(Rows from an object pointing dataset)
★ ★ ★ ★ ★
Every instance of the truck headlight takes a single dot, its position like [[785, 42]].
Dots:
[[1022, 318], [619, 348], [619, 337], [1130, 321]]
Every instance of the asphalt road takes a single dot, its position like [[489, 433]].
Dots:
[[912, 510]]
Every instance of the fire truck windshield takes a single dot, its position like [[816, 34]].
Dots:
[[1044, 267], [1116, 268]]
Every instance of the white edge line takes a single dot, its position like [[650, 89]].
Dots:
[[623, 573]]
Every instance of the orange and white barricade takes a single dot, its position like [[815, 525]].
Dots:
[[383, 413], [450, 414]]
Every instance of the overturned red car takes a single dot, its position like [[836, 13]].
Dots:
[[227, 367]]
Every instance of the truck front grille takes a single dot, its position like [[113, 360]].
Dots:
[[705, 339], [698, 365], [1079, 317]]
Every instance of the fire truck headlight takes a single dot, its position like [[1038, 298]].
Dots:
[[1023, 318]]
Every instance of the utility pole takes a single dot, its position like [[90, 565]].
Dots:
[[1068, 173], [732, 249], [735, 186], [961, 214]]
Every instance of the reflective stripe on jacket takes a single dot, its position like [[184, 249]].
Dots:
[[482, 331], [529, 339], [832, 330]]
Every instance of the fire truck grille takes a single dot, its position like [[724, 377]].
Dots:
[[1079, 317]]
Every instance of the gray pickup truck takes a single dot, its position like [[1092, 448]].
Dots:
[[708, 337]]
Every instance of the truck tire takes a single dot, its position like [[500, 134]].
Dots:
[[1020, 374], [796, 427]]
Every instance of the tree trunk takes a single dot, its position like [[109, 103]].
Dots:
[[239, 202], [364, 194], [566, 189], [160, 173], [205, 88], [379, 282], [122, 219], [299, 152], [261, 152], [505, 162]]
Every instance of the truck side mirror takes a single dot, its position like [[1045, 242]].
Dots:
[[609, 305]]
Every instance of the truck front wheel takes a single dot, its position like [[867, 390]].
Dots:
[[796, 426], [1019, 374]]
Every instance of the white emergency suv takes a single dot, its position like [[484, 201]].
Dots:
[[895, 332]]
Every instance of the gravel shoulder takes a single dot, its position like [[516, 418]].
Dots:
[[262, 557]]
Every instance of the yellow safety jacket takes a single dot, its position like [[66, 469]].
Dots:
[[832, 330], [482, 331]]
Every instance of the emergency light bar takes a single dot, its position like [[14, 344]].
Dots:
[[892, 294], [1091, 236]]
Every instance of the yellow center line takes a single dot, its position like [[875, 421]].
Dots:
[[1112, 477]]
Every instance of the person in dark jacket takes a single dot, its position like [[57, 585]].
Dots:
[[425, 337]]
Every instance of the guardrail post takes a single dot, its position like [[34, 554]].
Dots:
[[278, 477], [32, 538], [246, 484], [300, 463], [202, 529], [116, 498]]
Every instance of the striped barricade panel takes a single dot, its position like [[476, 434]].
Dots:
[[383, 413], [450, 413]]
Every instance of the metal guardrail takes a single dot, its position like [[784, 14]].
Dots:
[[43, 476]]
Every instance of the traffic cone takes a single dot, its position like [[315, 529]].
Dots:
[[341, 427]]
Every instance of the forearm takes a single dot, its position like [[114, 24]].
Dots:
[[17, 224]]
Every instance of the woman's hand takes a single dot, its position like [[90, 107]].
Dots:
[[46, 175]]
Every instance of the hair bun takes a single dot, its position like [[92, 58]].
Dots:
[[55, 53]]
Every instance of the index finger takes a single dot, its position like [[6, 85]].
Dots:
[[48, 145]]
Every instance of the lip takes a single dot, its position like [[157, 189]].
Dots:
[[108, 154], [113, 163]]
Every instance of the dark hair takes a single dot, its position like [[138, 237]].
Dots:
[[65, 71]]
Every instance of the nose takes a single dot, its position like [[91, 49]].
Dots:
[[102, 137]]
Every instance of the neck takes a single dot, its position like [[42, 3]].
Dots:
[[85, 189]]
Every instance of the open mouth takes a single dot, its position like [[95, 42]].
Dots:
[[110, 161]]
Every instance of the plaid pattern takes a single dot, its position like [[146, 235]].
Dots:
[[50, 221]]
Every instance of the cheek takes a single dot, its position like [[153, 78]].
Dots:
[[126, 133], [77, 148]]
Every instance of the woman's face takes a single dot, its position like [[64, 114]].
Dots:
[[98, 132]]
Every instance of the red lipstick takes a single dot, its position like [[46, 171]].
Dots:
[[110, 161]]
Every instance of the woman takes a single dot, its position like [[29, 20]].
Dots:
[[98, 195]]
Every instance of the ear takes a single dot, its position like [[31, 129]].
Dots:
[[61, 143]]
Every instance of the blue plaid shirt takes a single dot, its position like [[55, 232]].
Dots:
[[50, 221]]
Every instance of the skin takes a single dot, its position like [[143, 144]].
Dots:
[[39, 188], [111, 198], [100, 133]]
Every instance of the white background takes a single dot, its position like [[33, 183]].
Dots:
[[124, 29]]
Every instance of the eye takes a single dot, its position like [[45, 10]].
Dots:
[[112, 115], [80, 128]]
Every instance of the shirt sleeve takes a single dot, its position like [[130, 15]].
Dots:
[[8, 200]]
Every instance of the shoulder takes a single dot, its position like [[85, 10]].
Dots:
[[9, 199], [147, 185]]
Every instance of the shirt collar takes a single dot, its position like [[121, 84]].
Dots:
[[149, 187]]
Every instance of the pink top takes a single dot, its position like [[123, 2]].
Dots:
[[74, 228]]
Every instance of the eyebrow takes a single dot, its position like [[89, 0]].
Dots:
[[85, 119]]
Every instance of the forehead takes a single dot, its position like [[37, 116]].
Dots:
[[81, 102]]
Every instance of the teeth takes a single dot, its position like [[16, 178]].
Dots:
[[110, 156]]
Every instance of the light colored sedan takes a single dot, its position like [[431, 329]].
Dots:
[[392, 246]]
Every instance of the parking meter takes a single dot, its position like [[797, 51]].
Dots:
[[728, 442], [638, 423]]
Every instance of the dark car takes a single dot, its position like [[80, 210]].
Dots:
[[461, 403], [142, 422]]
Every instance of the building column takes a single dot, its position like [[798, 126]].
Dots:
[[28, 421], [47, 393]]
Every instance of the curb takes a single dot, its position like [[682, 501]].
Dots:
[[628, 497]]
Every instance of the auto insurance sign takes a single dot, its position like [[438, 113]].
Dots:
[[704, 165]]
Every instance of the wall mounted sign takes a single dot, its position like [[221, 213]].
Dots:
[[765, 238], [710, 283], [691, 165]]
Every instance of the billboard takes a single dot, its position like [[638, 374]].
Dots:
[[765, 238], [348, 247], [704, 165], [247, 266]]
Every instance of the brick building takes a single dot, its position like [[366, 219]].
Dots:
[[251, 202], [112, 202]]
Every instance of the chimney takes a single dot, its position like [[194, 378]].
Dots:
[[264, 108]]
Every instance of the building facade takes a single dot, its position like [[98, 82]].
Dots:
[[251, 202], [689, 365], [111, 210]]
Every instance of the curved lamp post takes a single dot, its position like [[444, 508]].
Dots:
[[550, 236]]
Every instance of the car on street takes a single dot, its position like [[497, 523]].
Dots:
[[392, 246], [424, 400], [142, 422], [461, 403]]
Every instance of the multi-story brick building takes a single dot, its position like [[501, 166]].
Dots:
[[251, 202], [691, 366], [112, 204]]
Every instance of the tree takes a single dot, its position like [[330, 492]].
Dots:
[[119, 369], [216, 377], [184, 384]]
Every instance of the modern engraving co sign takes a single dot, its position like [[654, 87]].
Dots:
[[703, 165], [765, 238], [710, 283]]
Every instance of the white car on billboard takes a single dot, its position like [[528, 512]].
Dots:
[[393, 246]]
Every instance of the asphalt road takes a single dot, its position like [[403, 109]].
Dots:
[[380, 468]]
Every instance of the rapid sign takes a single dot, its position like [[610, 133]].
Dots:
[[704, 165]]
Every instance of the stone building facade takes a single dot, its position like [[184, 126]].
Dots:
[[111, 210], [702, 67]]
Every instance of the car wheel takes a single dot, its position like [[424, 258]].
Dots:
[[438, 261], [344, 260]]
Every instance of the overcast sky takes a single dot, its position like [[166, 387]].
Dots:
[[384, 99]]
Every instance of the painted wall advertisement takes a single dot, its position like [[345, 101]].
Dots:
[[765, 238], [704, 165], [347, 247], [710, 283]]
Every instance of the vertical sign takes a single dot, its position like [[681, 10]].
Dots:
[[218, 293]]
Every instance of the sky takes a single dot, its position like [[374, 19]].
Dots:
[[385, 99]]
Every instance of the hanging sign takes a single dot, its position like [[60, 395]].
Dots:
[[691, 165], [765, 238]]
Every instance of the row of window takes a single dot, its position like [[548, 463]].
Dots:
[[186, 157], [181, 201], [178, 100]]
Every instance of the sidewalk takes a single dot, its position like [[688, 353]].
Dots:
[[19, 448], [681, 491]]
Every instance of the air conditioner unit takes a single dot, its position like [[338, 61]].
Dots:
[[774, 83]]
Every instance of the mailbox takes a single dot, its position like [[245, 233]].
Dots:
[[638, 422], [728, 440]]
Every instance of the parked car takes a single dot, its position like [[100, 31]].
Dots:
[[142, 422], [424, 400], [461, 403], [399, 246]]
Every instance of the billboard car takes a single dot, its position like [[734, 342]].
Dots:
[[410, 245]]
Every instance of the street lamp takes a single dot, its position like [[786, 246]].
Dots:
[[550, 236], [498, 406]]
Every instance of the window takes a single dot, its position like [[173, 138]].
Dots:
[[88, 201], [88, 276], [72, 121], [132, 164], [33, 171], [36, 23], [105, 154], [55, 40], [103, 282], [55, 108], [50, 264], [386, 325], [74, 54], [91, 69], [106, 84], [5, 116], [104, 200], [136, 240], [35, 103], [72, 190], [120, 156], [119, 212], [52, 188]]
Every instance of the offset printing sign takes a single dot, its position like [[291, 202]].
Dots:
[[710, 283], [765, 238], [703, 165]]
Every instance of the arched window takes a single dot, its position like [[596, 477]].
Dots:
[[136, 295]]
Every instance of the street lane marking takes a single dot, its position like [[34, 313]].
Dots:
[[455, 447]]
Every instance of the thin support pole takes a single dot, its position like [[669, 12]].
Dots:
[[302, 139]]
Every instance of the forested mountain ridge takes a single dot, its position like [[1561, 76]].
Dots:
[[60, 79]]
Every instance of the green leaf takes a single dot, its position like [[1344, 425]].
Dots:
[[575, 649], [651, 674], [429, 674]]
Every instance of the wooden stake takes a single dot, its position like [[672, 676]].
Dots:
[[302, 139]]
★ ★ ★ ★ ★
* _Requirements_: Reproduce the material word for word, from the line holding "Every instance of the neck" through the line holding "[[392, 246]]", inclusive.

* _The solution_:
Every instance of the neck takes a single dot, its position like [[42, 3]].
Dots:
[[85, 189]]
Every instance of the open mouth takes a single dot, its position like [[95, 42]].
Dots:
[[110, 161]]
Every instance of the plaid pattern takes a single dot, its position like [[146, 235]].
Dots:
[[50, 221]]
Every instance of the cheek takes a single dot, its position like [[153, 78]].
Dots:
[[126, 133], [77, 148]]
Every instance of the woman's face takes a single dot, its position like [[64, 114]].
Dots:
[[98, 132]]
Every instance of the red lipstick takes a single dot, its position like [[46, 171]].
Dots:
[[110, 161]]
Every instance of the woman takes a single dot, its position like [[29, 20]].
Dots:
[[98, 195]]
Every instance of the ear takes a single dot, its position like [[31, 129]].
Dots:
[[61, 143]]
Every instance of the blue plaid shirt takes a single dot, its position like [[55, 232]].
Dots:
[[50, 221]]
Every instance of the skin takes a single dot, its position like [[143, 144]].
Dots:
[[39, 188], [111, 198], [100, 133]]
Every instance of the white background takes a single dot, its position like [[33, 183]].
Dots:
[[124, 29]]
Every instance of the eye takes a single dot, its position like [[45, 10]].
Dots:
[[112, 115], [80, 128]]
Every instance of the shirt sleeve takes a single dot, its position like [[130, 15]].
Dots:
[[8, 200]]
Every instance of the shoulder takes a single dot, its position like [[85, 10]].
Dots:
[[9, 199], [147, 185]]
Every instance of the shirt collar takes a single dot, its position like [[121, 84]].
Dots:
[[149, 187]]
Every instance of the pink top takes a single dot, its position like [[123, 2]].
Dots:
[[74, 228]]
Every instance of the eyebrow takes a single dot, its position like [[89, 0]].
Dots:
[[85, 119]]
Every instance of the forehead takes a single dot, its position like [[37, 116]].
Dots:
[[81, 102]]
Every instance of the teeth takes a single dot, its position like [[16, 178]].
Dots:
[[110, 156]]
Every instance of the light colored sedan takes a single dot, its position like [[431, 329]].
Dots:
[[392, 246]]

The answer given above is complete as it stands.